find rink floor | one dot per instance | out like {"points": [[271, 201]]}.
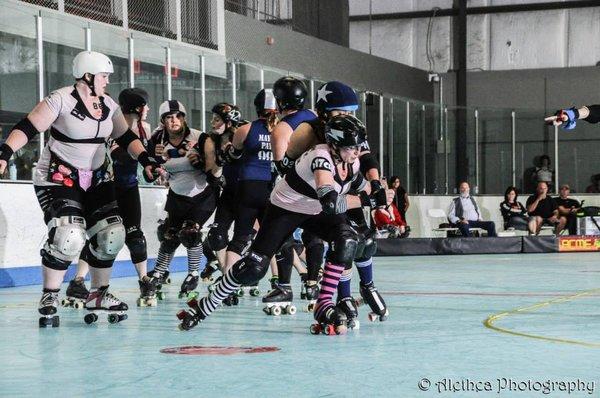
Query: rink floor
{"points": [[547, 315]]}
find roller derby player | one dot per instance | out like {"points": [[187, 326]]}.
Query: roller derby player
{"points": [[72, 184], [313, 195]]}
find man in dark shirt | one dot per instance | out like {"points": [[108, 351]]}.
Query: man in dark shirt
{"points": [[543, 210], [567, 208]]}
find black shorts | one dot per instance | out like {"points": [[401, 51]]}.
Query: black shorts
{"points": [[278, 224], [198, 208]]}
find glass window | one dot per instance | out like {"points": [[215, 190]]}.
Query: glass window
{"points": [[18, 82], [218, 83]]}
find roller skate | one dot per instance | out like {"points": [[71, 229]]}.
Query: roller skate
{"points": [[101, 301], [331, 321], [350, 308], [47, 309], [371, 296], [76, 294], [207, 274], [147, 292], [189, 284], [279, 301], [231, 300], [190, 318], [311, 292]]}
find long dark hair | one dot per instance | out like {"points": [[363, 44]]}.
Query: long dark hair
{"points": [[509, 190]]}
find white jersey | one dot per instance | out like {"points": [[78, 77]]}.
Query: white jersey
{"points": [[297, 192], [186, 181], [76, 137]]}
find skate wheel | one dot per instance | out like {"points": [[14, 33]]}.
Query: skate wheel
{"points": [[90, 318]]}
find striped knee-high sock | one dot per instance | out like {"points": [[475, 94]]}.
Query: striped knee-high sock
{"points": [[365, 270], [162, 262], [331, 278], [194, 256], [224, 288], [344, 288]]}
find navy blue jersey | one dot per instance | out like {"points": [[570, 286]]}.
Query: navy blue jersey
{"points": [[303, 115], [257, 158]]}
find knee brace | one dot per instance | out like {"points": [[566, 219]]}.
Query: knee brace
{"points": [[66, 239], [216, 239], [239, 244], [189, 235], [107, 238], [342, 249], [251, 268], [136, 243]]}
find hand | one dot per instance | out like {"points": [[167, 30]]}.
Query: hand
{"points": [[159, 150]]}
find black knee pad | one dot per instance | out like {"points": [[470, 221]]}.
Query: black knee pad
{"points": [[136, 243], [239, 244], [216, 239], [189, 235], [251, 268], [342, 249], [52, 262], [93, 261]]}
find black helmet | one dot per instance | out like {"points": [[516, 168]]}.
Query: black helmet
{"points": [[228, 113], [290, 93], [132, 98], [265, 102], [343, 131]]}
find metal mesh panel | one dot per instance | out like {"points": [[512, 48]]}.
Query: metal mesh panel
{"points": [[199, 23], [108, 11], [156, 17], [44, 3]]}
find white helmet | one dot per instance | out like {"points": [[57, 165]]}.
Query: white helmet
{"points": [[169, 107], [91, 62]]}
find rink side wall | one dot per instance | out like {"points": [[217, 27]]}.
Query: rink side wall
{"points": [[22, 230]]}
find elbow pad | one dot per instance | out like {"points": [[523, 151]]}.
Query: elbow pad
{"points": [[127, 138], [331, 201], [26, 127], [368, 161]]}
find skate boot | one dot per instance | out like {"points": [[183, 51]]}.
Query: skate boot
{"points": [[279, 301], [190, 318], [101, 301], [209, 270], [331, 321], [371, 296], [311, 292], [47, 309], [348, 305], [189, 284], [231, 300], [147, 292], [76, 294]]}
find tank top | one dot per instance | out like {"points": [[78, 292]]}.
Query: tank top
{"points": [[257, 158]]}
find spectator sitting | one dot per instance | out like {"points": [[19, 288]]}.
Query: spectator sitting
{"points": [[542, 210], [401, 197], [464, 213], [513, 212], [389, 218], [567, 208]]}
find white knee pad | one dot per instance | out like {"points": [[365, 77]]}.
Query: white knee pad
{"points": [[110, 238], [68, 237]]}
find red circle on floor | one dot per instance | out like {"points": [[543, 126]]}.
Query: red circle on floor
{"points": [[216, 350]]}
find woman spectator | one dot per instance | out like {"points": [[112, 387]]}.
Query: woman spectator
{"points": [[401, 197], [513, 212]]}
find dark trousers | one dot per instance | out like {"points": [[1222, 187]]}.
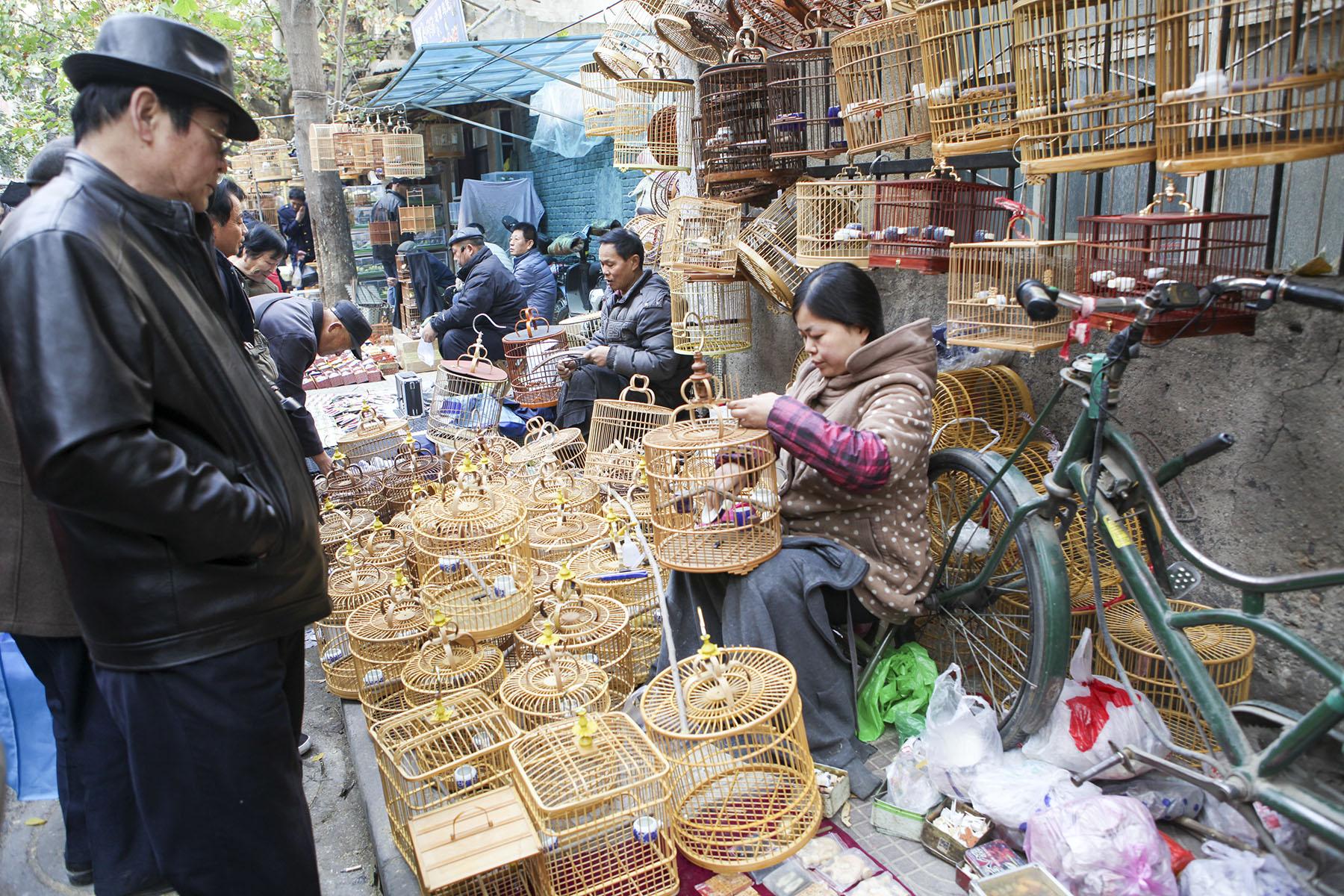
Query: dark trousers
{"points": [[215, 773], [93, 778]]}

________________________________________

Task requirements
In the copy, include all records verbatim but no images.

Solution to this task
find rink floor | one dot per instance | out like {"points": [[271, 201]]}.
Query: rink floor
{"points": [[547, 315]]}
find roller derby player | one dot per instance | out like {"points": [[187, 326]]}.
Query: roller derby player
{"points": [[72, 184], [313, 195]]}
find man in dark shirt | one dot per instance | out like {"points": [[108, 351]]}.
Query: man in dark shirt
{"points": [[543, 210], [567, 208]]}
find black shorts | one dot per instance | out like {"points": [[401, 51]]}.
Query: black shorts
{"points": [[278, 224], [198, 208]]}
find glass window | one dot per instance | out like {"points": [[215, 190]]}.
Query: glass window
{"points": [[18, 82], [218, 83]]}
find roller skate | one dot per instance | out like {"points": [[71, 229]]}.
Query: roller skate
{"points": [[101, 301], [331, 321], [350, 308], [47, 309], [371, 296], [76, 294], [207, 274], [147, 292], [189, 284], [279, 301], [231, 300], [190, 318], [311, 292]]}
find long dark hair | one dot per instance | out like {"points": [[363, 44]]}.
Query: long dark hair
{"points": [[509, 190]]}
find white jersey | one dot per instance | out like {"points": [[78, 77]]}.
Query: white jersey
{"points": [[297, 192], [186, 181], [76, 137]]}
find skate wheel | one dot per instance | out like {"points": [[14, 33]]}.
Query: skate wheel
{"points": [[90, 318]]}
find striped knee-high sock | one dot per instance | out like {"points": [[475, 94]]}.
Query: striped knee-high sock
{"points": [[365, 270], [162, 262], [331, 278], [194, 256], [224, 288], [344, 288]]}
find navy blue jersey | one dot per instance | out like {"points": [[570, 286]]}.
Query: navy blue jersey
{"points": [[303, 115], [257, 158]]}
find knee brace | one dot per instance | out like {"points": [[566, 219]]}.
Query: knee brace
{"points": [[66, 239], [216, 239], [239, 244], [189, 235], [107, 238], [342, 249], [251, 268], [136, 243]]}
find hand | one dot per instance | out like {"points": [[167, 30]]}.
Query: hand
{"points": [[159, 150]]}
find black knee pad | one dot per instance | out like {"points": [[470, 221]]}.
Query: black knee pad
{"points": [[136, 243], [239, 244], [216, 239], [189, 235], [251, 268], [342, 249], [52, 262], [93, 261]]}
find black helmet | one dot per instance | out like {"points": [[516, 168]]}.
Query: black helmet
{"points": [[228, 113], [290, 93], [132, 98], [265, 102], [343, 131]]}
find metal mesh panel | one dot per instance | out like {"points": [[512, 48]]}.
Query: metal mesh panel
{"points": [[199, 23], [108, 11], [156, 17], [44, 3]]}
find white helmet | one dot per instance | out like {"points": [[57, 165]]}.
Query: white helmet
{"points": [[169, 107], [91, 62]]}
find rink side wall | one dot per instance | out like {"points": [[217, 27]]}.
Query: rink side wall
{"points": [[22, 230]]}
find elbow pad | one dot per instance | out like {"points": [[523, 151]]}.
Query: elbow pad
{"points": [[127, 138], [331, 201], [26, 127], [368, 161]]}
find skate boot | one dot per instance | out like {"points": [[183, 51]]}.
Query: skate boot
{"points": [[279, 301], [190, 318], [101, 301], [209, 270], [331, 321], [371, 296], [311, 292], [47, 309], [348, 305], [189, 284], [231, 300], [147, 292], [76, 294]]}
find tank top | one dot per instance | out like {"points": [[78, 292]]}.
Query: tank top
{"points": [[257, 158]]}
find spectator sitting | one dot per instance | out like {"points": [[19, 288]]}.
Query: spectator sitting
{"points": [[542, 210], [401, 197], [464, 213], [513, 212], [389, 218], [567, 208]]}
find white knee pad | one dot per instance | out like {"points": [[365, 77]]}.
Query: white knee pad
{"points": [[110, 238], [68, 237]]}
find red circle on floor | one dot per instance | out like {"points": [[543, 126]]}.
Query: red circle on floor
{"points": [[216, 350]]}
find woman spectator | one dot per instance | out like {"points": [[112, 387]]}.
Query: woman spectator
{"points": [[401, 197], [513, 212]]}
find dark trousers | one dot per instance | out like {"points": [[1222, 187]]}.
Query: dark trousers
{"points": [[215, 773], [93, 778]]}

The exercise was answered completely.